BRIEF -
Pick out every line in the listing below that contains the word "porch", and copy each of those lines in full.

MATERIAL SHOWN -

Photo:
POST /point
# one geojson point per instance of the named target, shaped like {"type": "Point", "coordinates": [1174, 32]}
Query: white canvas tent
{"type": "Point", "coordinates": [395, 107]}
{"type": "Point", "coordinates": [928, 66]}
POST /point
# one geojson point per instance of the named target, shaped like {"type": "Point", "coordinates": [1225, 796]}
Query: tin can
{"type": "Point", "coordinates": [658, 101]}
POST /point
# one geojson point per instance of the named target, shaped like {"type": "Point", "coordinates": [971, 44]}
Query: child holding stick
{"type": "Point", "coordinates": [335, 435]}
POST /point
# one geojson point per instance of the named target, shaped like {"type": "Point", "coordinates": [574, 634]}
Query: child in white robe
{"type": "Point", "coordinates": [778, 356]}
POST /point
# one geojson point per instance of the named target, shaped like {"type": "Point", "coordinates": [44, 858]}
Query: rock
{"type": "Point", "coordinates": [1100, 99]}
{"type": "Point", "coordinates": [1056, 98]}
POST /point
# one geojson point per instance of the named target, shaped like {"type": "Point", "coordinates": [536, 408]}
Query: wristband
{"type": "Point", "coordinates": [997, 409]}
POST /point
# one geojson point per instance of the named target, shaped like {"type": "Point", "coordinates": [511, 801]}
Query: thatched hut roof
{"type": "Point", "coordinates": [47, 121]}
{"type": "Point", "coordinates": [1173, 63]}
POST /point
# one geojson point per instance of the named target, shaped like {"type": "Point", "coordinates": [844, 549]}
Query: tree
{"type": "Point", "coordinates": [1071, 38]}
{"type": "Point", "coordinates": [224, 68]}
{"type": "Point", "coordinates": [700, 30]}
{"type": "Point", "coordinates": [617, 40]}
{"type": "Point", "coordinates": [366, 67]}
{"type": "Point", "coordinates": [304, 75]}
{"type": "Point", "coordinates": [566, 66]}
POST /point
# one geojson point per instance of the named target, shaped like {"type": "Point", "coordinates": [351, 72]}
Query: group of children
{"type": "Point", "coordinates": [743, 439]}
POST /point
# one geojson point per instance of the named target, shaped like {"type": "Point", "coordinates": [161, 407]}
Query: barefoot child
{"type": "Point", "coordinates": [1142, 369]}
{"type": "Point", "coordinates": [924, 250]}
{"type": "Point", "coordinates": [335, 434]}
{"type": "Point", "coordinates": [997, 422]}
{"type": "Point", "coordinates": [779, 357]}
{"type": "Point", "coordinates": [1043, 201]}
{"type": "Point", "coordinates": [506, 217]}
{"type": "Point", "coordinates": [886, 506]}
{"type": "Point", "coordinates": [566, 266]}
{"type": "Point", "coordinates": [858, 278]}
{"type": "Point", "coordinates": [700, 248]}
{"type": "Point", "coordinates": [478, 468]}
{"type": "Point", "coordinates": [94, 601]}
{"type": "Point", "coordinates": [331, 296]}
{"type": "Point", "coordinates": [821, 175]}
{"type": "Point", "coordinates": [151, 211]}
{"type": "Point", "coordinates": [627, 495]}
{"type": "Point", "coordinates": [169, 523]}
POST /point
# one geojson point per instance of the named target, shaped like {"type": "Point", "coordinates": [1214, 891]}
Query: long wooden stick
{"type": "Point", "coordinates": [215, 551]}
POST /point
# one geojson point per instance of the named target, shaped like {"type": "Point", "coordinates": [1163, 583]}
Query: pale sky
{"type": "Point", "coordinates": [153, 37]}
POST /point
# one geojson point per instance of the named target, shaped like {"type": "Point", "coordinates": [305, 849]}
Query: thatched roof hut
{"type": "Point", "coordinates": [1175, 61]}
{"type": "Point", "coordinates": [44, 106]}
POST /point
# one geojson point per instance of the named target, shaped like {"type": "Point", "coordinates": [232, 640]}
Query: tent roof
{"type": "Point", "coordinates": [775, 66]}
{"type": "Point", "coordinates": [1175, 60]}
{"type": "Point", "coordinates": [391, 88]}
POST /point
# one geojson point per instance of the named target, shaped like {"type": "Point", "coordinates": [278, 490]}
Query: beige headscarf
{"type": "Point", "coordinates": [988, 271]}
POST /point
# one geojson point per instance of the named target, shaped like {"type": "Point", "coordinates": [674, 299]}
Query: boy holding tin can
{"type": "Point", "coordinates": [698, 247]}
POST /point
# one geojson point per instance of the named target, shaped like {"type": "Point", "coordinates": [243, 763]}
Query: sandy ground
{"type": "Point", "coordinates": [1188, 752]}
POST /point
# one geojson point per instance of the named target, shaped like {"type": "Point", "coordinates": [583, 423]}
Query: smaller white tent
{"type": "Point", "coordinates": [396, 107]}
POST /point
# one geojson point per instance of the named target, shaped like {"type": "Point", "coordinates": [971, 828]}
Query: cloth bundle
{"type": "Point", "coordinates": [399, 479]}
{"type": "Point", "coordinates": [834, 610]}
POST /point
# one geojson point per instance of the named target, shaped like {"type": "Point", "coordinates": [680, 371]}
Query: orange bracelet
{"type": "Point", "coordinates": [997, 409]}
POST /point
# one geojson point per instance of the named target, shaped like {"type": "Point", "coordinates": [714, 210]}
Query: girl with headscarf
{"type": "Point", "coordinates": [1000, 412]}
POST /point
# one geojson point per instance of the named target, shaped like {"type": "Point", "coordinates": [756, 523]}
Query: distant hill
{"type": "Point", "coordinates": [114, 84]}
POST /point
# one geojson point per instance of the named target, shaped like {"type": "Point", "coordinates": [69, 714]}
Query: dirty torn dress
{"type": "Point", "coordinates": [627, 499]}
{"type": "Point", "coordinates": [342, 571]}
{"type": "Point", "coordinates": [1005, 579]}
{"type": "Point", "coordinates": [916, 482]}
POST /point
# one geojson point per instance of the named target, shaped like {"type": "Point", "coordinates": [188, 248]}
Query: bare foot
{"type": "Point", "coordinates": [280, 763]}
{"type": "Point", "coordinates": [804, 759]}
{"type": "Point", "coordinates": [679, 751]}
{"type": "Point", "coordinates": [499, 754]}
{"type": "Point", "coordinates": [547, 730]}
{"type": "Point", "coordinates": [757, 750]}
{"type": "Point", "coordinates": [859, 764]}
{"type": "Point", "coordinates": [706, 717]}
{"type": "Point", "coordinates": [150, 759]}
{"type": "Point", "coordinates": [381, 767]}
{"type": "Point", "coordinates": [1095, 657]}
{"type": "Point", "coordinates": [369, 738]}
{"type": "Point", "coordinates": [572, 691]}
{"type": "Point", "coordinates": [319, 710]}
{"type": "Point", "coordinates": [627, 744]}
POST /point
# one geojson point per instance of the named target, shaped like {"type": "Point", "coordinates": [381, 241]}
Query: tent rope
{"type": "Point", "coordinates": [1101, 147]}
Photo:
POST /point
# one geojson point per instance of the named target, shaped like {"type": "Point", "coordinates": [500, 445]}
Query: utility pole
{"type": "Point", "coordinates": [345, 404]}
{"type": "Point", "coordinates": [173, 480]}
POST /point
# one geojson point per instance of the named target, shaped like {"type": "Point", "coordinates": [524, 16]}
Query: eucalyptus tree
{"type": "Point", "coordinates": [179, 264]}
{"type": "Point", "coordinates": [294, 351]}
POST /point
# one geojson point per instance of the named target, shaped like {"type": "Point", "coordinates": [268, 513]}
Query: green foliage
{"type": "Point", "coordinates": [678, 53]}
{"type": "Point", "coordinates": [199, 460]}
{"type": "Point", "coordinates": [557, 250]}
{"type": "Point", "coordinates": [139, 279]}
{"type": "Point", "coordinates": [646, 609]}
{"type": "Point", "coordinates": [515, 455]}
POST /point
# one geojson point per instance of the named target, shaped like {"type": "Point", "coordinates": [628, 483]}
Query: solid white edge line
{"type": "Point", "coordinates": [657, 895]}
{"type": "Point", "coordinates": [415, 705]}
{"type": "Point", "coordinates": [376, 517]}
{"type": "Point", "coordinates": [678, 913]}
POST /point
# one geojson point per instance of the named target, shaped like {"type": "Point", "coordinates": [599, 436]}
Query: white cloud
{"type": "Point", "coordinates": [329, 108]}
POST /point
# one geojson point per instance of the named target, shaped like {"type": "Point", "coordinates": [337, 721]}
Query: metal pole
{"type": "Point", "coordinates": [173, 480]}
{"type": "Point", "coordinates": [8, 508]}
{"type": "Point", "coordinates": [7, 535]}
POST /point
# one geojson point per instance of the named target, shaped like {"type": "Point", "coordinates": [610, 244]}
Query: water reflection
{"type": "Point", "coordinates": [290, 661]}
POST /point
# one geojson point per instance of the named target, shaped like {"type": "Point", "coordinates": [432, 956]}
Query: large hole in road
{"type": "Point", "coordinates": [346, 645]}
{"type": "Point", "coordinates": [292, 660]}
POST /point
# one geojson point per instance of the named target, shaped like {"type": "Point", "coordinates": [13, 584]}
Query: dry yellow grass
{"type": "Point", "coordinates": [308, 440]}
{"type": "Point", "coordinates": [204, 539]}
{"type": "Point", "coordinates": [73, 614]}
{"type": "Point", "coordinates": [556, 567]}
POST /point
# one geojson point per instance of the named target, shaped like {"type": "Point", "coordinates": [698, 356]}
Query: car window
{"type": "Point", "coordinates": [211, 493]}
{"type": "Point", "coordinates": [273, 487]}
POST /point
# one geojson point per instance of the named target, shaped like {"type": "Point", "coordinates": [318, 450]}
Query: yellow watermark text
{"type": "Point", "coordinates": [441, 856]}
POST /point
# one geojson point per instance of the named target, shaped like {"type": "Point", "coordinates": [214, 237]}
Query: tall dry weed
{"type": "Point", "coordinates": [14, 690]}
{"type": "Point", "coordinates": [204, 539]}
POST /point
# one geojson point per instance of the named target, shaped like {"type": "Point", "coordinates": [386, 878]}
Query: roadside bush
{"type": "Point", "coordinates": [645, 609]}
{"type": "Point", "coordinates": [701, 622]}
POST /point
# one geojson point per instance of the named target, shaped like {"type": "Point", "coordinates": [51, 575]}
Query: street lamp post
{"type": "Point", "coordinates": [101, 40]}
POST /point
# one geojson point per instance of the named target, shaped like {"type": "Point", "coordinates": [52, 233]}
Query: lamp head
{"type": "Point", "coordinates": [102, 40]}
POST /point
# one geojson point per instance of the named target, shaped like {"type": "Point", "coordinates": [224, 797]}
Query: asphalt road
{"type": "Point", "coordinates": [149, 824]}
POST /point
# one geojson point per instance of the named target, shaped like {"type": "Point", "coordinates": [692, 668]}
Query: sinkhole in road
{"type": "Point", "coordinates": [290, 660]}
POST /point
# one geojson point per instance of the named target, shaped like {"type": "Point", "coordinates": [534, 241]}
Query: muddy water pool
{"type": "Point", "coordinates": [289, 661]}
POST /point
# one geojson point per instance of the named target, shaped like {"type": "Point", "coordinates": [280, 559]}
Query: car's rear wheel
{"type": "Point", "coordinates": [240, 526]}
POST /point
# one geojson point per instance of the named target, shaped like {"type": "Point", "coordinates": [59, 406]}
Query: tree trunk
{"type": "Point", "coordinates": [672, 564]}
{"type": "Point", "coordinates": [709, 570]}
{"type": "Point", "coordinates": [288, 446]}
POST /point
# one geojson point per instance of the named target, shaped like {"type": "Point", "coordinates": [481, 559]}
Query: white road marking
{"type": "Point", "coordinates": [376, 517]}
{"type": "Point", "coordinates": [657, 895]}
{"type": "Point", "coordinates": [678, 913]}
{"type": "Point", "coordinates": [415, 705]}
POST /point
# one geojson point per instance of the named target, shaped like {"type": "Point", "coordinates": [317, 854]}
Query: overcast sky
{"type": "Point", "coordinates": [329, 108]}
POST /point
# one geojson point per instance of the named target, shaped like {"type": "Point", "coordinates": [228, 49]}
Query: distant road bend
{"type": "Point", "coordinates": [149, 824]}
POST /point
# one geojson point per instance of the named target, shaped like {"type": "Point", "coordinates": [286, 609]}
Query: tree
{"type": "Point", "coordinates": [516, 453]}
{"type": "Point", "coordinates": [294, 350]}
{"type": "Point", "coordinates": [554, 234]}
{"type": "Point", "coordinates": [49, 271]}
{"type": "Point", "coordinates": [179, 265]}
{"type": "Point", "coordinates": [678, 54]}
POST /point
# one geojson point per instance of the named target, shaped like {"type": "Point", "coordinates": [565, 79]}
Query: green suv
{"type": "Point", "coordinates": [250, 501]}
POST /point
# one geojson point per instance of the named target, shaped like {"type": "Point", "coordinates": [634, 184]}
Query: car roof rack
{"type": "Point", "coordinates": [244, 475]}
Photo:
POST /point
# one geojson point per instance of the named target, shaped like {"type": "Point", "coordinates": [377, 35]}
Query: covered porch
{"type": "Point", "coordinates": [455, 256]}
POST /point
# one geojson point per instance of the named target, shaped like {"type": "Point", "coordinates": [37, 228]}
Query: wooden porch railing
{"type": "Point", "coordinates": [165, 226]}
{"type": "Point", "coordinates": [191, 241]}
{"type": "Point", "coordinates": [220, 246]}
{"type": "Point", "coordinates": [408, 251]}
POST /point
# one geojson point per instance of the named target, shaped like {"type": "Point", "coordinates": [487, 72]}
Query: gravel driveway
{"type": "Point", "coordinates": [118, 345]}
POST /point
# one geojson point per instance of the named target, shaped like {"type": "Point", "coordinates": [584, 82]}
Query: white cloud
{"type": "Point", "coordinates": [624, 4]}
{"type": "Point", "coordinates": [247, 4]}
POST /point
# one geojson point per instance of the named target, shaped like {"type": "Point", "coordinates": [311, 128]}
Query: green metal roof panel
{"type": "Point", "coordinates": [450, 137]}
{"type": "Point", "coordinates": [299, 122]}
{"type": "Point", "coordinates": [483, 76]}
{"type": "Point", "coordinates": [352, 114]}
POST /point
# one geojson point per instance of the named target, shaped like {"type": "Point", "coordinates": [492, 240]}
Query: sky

OUTPUT OF THE EXERCISE -
Query: covered porch
Query: wooden porch railing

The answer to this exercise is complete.